• **Extract to read**
In conclusion, we develop a high-performance and multifunctional tandem QLED by face-to-face integrating a TE device with a TR device. The proposed tandem structure is superior to conventional tandem in terms of simple device fabrication, low solvent damage, efficient and conductive interconnect, enabling it to show a significantly enhanced efficiency and stability. Moreover, the top and the bottom units can be addressed independently, thereby enabling the tandem QLED to operate in series, parallel, and color-tunable modes for multifunctionality. In series mode, it demonstrates an ultra-low turn-on voltage of 3.3 V and a record-breaking EQE of 60.7%. In parallel mode, it can operate at an extremely high current density of 33 A cm-2, and achieve an impressive brightness of 4.8 × 106 cd m-2. In color-tunable mode, the color, brightness, and color temperature can all be adjusted with a wide color tuning range of 114% NSTC. The high efficiency and brightness achieved at low current or low voltage contribute to an improved device stability, resulting in a T95 lifetime of nearly 30,000 h at 1000 cd m-2, which is an improvement of approximately 2.8 times over control devices. Our work offers a feasible solution for achieving multifunctional tandem QLEDs with the advantages of solution processed, high efficiency, high brightness, long lifetime, and full-color tunability for various light source applications.

Materials and methods

Materials

All materials are commercially available. CdSe-based colloidal red QDs were purchased from Suzhou Xingshuo Nanotech Co., Ltd. ZnMgO nanoparticles were purchased from Guangdong Poly Optoelectronics Co., Ltd. Poly[(9,9-dioctylfluorenyl-2,7-diyl)-co-(4,4’-(N-(pbutylphenyl))diphenylamine)] (TFB) was purchased from VOLT-AMP Optoelectronic Technology Co., Ltd. Poly(3,4-ethylenedioxythiophene)-poly(styrenesulfonate) (PEDOT:PSS) wasere purchased from Luminescence Technology Corp. IZO target materials were purchased from Hebei Gaocheng new materials Technology Co., Ltd. Chlorobenzene, and octane were purchased from Aladdin Industrial Corp. Absolute ethanol was purchased from ShangHai LingFeng Chemical Reagent Co., Ltd.

Device structures

TE QLEDs with a structure of glass or Si/Ag (150 nm)/IZO (160 nm)/PEDOT: PSS (35 nm)/TFB (25 nm)/QDs (20 nm)/ZnMgO (70 nm)/ultra-thin Al (2 nm)/IZO (100 nm) were fabricated, and two IZOs function as phase tuning layers (PTLs) to adjust the cavity length.

• **What to work on**
Set down the part of the tandem QLED passage that starts with "Device structures" and goes on through "the cavity length.", copying it word for word.

• **Information given**
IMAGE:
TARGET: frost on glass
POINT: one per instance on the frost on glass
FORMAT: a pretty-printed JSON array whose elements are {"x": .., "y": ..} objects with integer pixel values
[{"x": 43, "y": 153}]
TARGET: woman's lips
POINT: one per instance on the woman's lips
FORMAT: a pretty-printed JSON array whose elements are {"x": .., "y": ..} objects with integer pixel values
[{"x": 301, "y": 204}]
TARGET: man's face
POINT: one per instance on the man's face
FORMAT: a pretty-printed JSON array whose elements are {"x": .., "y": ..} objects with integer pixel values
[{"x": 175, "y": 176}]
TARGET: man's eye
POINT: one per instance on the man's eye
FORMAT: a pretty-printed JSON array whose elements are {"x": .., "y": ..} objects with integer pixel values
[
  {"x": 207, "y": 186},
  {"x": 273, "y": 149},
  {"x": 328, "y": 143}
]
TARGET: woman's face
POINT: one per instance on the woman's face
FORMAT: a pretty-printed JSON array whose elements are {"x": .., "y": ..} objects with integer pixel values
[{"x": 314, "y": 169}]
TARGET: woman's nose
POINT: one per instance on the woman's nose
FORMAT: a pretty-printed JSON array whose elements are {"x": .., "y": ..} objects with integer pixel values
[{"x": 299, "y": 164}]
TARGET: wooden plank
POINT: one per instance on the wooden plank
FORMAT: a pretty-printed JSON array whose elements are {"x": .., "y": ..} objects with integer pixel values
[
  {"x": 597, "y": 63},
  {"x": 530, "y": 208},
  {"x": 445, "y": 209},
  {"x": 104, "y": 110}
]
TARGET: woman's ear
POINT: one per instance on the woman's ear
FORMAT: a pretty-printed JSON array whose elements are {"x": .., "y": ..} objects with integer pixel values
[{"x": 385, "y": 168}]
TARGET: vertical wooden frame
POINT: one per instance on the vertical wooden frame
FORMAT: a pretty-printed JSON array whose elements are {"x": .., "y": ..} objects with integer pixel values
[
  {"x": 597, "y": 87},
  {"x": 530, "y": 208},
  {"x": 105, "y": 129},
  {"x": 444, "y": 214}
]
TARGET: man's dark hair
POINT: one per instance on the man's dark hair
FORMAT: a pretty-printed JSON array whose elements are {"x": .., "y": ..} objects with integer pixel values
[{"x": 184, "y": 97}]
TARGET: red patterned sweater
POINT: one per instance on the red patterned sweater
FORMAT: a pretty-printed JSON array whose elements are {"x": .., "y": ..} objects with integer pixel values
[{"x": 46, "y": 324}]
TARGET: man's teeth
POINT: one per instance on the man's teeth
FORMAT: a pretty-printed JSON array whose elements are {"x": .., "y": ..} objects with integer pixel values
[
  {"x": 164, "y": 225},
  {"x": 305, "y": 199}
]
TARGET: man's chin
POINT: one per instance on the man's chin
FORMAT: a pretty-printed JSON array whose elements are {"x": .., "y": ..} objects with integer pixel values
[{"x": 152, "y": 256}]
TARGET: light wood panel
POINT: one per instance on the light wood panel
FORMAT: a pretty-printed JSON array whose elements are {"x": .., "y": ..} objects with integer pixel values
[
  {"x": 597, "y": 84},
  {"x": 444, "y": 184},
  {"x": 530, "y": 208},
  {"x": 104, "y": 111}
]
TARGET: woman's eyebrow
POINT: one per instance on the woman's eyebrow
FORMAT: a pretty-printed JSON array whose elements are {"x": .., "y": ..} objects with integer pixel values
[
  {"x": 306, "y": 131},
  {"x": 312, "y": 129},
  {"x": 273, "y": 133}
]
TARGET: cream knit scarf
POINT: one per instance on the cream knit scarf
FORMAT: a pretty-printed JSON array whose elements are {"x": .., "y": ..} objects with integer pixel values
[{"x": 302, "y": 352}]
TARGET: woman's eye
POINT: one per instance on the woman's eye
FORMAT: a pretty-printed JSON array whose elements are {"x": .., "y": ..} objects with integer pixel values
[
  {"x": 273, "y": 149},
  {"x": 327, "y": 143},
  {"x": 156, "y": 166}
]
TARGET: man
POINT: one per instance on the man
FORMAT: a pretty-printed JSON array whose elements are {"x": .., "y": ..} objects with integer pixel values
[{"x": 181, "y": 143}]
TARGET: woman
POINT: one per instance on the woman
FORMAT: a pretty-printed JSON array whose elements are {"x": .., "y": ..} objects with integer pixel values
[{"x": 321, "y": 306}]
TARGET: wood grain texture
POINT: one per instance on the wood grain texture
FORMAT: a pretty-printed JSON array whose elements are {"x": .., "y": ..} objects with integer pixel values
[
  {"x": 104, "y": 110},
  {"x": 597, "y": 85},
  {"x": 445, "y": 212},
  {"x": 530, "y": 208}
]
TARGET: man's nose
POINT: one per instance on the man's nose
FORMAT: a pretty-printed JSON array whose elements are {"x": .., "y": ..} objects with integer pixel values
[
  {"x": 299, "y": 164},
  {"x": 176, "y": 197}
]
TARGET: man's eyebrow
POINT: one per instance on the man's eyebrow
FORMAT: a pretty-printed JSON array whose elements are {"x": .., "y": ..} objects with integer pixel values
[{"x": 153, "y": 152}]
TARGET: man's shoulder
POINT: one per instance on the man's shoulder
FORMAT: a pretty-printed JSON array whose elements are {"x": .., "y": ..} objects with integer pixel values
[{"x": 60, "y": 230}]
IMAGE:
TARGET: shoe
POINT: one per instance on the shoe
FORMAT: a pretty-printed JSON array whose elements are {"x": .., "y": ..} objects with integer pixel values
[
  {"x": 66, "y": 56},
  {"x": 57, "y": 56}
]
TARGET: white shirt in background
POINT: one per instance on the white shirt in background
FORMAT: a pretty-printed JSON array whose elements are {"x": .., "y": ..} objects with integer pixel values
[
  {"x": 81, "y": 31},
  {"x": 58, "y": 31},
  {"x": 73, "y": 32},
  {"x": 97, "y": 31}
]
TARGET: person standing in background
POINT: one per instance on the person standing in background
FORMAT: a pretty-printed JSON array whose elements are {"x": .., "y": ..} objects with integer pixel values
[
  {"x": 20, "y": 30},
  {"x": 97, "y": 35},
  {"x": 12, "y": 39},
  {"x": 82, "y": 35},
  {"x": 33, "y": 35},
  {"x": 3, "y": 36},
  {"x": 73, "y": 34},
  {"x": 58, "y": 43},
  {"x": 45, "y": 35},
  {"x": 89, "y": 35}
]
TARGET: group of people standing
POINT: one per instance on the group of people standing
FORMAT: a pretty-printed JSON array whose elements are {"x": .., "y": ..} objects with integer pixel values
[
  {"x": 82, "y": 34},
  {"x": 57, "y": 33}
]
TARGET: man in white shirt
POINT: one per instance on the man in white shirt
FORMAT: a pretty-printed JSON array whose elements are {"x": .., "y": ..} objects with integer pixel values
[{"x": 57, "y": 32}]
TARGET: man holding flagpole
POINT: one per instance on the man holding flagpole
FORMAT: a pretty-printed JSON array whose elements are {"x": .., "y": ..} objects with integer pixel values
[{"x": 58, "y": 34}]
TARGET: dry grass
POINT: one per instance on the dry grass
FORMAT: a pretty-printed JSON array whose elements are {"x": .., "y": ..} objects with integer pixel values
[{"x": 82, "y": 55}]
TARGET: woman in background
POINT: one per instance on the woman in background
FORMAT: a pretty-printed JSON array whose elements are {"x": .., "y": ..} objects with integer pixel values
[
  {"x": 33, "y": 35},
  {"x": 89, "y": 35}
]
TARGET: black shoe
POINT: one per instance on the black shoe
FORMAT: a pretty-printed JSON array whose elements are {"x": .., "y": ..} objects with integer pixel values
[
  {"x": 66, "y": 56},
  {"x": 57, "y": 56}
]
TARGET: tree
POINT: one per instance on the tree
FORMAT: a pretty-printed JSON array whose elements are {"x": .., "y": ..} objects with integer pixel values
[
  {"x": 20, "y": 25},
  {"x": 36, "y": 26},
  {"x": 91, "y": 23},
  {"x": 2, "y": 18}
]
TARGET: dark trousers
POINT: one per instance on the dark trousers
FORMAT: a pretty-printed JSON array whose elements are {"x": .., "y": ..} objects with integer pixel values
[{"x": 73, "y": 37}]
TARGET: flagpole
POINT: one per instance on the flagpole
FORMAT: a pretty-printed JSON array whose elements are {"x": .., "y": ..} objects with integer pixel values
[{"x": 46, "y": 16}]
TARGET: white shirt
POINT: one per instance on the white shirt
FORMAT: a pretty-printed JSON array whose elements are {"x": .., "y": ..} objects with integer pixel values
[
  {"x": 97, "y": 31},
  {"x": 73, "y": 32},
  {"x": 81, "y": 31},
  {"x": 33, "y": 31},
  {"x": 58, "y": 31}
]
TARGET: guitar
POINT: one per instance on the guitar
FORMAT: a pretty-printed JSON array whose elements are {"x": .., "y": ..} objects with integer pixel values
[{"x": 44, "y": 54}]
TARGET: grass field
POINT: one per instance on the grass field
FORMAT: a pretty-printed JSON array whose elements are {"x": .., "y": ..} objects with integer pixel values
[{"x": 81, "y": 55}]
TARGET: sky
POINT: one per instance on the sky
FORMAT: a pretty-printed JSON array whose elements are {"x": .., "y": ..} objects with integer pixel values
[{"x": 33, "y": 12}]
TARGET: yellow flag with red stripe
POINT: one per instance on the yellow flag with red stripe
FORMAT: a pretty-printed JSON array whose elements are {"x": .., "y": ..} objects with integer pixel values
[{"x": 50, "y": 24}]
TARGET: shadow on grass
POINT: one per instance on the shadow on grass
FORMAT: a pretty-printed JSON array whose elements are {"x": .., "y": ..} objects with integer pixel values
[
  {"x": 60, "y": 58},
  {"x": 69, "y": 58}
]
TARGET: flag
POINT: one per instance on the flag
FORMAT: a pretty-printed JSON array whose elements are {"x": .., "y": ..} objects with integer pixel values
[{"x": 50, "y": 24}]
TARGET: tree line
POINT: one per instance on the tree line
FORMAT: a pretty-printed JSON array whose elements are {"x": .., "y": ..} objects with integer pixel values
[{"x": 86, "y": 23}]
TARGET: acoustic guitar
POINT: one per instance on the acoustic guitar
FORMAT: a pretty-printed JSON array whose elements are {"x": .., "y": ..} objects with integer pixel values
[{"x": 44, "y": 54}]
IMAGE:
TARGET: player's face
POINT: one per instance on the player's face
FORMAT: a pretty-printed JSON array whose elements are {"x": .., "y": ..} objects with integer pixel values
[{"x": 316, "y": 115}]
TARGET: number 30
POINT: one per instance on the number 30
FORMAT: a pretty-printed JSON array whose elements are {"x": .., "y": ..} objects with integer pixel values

• **Result below**
Device structures

TE QLEDs with a structure of glass or Si/Ag (150 nm)/IZO (160 nm)/PEDOT: PSS (35 nm)/TFB (25 nm)/QDs (20 nm)/ZnMgO (70 nm)/ultra-thin Al (2 nm)/IZO (100 nm) were fabricated, and two IZOs function as phase tuning layers (PTLs) to adjust the cavity length.